Shape boundary entries:

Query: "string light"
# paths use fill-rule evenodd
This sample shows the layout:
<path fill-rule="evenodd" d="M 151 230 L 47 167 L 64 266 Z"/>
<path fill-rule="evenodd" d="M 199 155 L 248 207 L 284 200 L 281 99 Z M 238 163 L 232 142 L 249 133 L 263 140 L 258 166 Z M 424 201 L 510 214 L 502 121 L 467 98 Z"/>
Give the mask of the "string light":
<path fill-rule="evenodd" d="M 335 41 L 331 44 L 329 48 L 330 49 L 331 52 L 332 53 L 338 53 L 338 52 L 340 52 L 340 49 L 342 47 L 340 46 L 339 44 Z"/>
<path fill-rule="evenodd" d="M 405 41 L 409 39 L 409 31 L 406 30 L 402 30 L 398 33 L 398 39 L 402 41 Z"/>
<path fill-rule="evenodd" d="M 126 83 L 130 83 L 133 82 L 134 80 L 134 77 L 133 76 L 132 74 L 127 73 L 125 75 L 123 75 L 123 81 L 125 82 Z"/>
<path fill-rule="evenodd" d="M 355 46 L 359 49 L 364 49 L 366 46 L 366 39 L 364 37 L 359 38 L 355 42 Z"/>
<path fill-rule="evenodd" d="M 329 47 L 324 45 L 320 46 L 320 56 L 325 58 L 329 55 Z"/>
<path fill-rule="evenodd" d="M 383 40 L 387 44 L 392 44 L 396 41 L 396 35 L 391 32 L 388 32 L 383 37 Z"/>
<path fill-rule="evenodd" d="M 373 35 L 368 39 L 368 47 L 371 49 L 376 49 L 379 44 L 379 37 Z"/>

### Given exercise:
Rewrite the records from their first line through the line containing "329 47 L 324", both included, as a JSON list of strings with one string per line and no blank lines.

### Solution:
[
  "Query: \"string light\"",
  "# paths use fill-rule evenodd",
  "This sample shows the layout:",
  "<path fill-rule=\"evenodd\" d=\"M 151 230 L 47 167 L 64 266 Z\"/>",
  "<path fill-rule=\"evenodd\" d=\"M 199 155 L 248 207 L 284 200 L 281 99 Z M 238 163 L 232 142 L 249 133 L 263 140 L 258 166 Z M 424 201 L 510 214 L 502 121 L 467 98 Z\"/>",
  "Give the mask of the \"string light\":",
  "<path fill-rule=\"evenodd\" d=\"M 335 41 L 331 44 L 329 48 L 330 49 L 331 52 L 332 53 L 338 53 L 338 52 L 340 52 L 340 49 L 342 47 L 340 46 L 339 44 Z\"/>",
  "<path fill-rule=\"evenodd\" d=\"M 405 41 L 409 39 L 409 31 L 406 30 L 402 30 L 398 33 L 398 39 L 402 41 Z\"/>",
  "<path fill-rule=\"evenodd\" d=\"M 126 83 L 130 83 L 133 82 L 134 80 L 134 77 L 133 76 L 132 74 L 127 73 L 125 75 L 123 75 L 123 81 L 125 82 Z\"/>",
  "<path fill-rule=\"evenodd\" d=\"M 355 46 L 359 49 L 364 49 L 366 46 L 366 39 L 364 37 L 359 38 L 355 42 Z\"/>",
  "<path fill-rule=\"evenodd\" d=\"M 329 47 L 324 45 L 320 46 L 320 56 L 325 58 L 329 55 Z\"/>"
]